▶ [Given entries]:
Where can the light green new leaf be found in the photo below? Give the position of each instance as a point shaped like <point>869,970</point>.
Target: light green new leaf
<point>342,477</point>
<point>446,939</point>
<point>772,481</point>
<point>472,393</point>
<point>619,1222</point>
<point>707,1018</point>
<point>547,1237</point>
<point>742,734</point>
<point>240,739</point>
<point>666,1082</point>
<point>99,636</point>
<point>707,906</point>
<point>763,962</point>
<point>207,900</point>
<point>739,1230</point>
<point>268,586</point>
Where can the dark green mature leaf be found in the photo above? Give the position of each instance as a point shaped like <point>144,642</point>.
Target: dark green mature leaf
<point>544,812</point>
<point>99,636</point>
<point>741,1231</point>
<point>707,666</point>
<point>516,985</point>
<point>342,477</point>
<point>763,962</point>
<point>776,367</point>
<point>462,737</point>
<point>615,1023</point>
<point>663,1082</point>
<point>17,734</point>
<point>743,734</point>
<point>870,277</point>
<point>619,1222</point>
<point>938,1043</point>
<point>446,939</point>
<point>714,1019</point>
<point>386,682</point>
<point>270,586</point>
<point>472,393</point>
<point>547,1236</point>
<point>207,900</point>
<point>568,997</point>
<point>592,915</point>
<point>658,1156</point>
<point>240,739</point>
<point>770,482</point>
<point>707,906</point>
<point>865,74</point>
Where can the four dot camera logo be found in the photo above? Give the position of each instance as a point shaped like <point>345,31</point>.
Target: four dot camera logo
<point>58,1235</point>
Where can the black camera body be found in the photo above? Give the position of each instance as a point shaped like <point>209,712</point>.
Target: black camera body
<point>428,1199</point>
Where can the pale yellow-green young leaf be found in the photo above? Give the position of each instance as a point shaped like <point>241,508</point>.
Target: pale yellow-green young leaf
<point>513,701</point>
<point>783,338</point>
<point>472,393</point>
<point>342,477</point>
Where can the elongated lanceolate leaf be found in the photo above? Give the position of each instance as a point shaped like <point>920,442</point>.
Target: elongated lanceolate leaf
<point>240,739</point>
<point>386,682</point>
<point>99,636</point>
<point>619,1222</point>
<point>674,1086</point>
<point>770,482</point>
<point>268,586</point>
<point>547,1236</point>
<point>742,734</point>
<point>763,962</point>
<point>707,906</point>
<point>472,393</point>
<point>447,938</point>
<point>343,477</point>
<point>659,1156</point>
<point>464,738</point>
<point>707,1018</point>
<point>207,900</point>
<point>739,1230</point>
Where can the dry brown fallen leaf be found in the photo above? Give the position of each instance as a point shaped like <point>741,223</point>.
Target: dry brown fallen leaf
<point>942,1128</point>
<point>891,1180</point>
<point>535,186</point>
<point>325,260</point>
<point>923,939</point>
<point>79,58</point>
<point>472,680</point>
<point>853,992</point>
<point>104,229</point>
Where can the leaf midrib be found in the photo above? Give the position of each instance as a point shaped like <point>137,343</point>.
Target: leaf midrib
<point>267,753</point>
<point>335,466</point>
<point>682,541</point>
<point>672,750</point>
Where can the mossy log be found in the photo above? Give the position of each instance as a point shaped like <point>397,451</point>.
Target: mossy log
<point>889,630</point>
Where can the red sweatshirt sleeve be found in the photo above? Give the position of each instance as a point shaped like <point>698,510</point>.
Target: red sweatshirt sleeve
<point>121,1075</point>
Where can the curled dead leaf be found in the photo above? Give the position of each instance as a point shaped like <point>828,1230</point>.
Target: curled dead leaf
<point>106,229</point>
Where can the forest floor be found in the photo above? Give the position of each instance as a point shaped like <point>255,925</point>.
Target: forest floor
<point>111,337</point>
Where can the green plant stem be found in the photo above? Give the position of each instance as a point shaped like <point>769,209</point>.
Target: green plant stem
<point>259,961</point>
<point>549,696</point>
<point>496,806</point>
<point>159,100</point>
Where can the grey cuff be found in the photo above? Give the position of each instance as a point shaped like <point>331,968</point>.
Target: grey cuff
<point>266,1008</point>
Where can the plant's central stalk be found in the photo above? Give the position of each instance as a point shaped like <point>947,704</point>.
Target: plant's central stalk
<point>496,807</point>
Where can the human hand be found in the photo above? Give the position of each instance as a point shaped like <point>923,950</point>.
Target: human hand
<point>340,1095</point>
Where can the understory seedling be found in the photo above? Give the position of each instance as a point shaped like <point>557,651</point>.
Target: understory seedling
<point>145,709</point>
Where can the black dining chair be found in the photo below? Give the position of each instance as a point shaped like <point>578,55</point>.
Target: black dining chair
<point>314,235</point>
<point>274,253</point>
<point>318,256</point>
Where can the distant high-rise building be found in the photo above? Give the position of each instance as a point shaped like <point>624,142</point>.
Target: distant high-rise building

▶ [Task requirements]: Rewrite all of the lines above, replacing "position" with "location" wherever it appears and leaving everything else unchanged.

▶ [Final answer]:
Where can the light green new leaf be found in the photo below? Give the location of each instance as a point shaped like <point>869,970</point>.
Target: light green new leaf
<point>342,477</point>
<point>446,939</point>
<point>772,481</point>
<point>472,393</point>
<point>619,1222</point>
<point>707,1018</point>
<point>547,1237</point>
<point>742,734</point>
<point>240,739</point>
<point>666,1082</point>
<point>99,636</point>
<point>707,906</point>
<point>763,962</point>
<point>207,900</point>
<point>739,1230</point>
<point>268,586</point>
Where can the dark green mature leaf be found in the photo above? Give the location of each instance as a point shaped like <point>144,642</point>.
Target: dark green mature leaf
<point>544,812</point>
<point>99,636</point>
<point>741,1231</point>
<point>707,666</point>
<point>516,985</point>
<point>342,477</point>
<point>763,962</point>
<point>776,367</point>
<point>462,737</point>
<point>615,1023</point>
<point>663,1082</point>
<point>17,734</point>
<point>743,734</point>
<point>870,277</point>
<point>619,1222</point>
<point>938,1043</point>
<point>446,939</point>
<point>714,1019</point>
<point>386,682</point>
<point>270,586</point>
<point>472,393</point>
<point>547,1236</point>
<point>207,900</point>
<point>568,997</point>
<point>592,915</point>
<point>658,1156</point>
<point>240,739</point>
<point>770,482</point>
<point>707,906</point>
<point>865,74</point>
Where can the four dot camera logo be found in the photo above? Give the location of each instance as a point shaped like <point>345,31</point>.
Target: four dot camera logo
<point>58,1235</point>
Where can the black camera body be found in the photo above? Give the location of each instance as a point shaped like <point>209,712</point>.
Target: black camera body
<point>428,1199</point>
Where can the pale yellow-green young leaf be found in the photo above? Give the location of each instance as a point shaped like <point>241,508</point>.
Target: pale yellow-green young leaf
<point>513,701</point>
<point>783,338</point>
<point>472,393</point>
<point>342,477</point>
Where can the elongated lanceolate leaf be found in the photo above? Give the location of each instance as a point shaped like <point>920,442</point>.
Target: elongated lanceolate leaf
<point>240,739</point>
<point>386,682</point>
<point>99,636</point>
<point>619,1222</point>
<point>674,1086</point>
<point>770,482</point>
<point>268,586</point>
<point>547,1236</point>
<point>742,734</point>
<point>763,962</point>
<point>707,906</point>
<point>472,393</point>
<point>447,938</point>
<point>343,477</point>
<point>659,1156</point>
<point>464,738</point>
<point>707,1018</point>
<point>207,900</point>
<point>739,1230</point>
Where can the dry brown fallen leaf be found in the photo above? Give the location of each instance as a point shaped like <point>741,223</point>.
Target: dry brown fallen leaf
<point>942,1128</point>
<point>891,1180</point>
<point>535,186</point>
<point>325,260</point>
<point>923,939</point>
<point>79,58</point>
<point>472,680</point>
<point>853,992</point>
<point>104,229</point>
Where can the leaf midrib be found in the photo above? Give the location of each instance as a point shaped like <point>137,343</point>.
Target: leaf midrib
<point>267,753</point>
<point>335,466</point>
<point>682,541</point>
<point>672,750</point>
Where can the mossy log be found in the photo above? Give the location of each instance as a point shaped like <point>397,451</point>.
Target: mossy log
<point>889,630</point>
Where can the red sweatshirt sleeve be found in the photo above? Give the location of each instance as a point shaped like <point>698,510</point>.
Target: red sweatshirt sleeve
<point>121,1075</point>
Where can the curled dead leaf be found in the photo above? Give the location of each instance as a point shaped like <point>828,1230</point>.
Target: curled dead leaf
<point>106,229</point>
Where can the forest floor be found in the photo above? Give the location of each instance as a point shaped like <point>255,925</point>.
Target: forest floor
<point>111,337</point>
Where can the green plant stem be found in the photo above? Give the location of each instance as a point shaped like <point>769,209</point>.
Target: green plant stem
<point>259,961</point>
<point>549,696</point>
<point>496,806</point>
<point>159,100</point>
Where can the grey cuff be found in the photo above? Give the location of each instance as a point shaped like <point>331,968</point>.
Target: grey cuff
<point>266,1008</point>
Where can the plant's central stalk be found in the photo above? Give the location of each instance as a point shaped like <point>947,704</point>.
Target: plant's central stalk
<point>496,807</point>
Where can the human hand be found in the photo above? Give the location of each instance as a point shaped like <point>923,950</point>.
Target: human hand
<point>340,1095</point>
Where can the understory seedling be found in the photo above? Give the location of each instance as a point shaped like <point>557,651</point>.
Target: understory seedling
<point>145,709</point>
Where can the black dining chair be found in the photo below? Give the location of each instance as a point shaped like <point>578,55</point>.
Target: black dining chair
<point>314,235</point>
<point>274,253</point>
<point>318,256</point>
Where can the distant high-rise building be found in the photo above? Give the location of each instance as a point shaped like <point>624,142</point>.
Target: distant high-rise building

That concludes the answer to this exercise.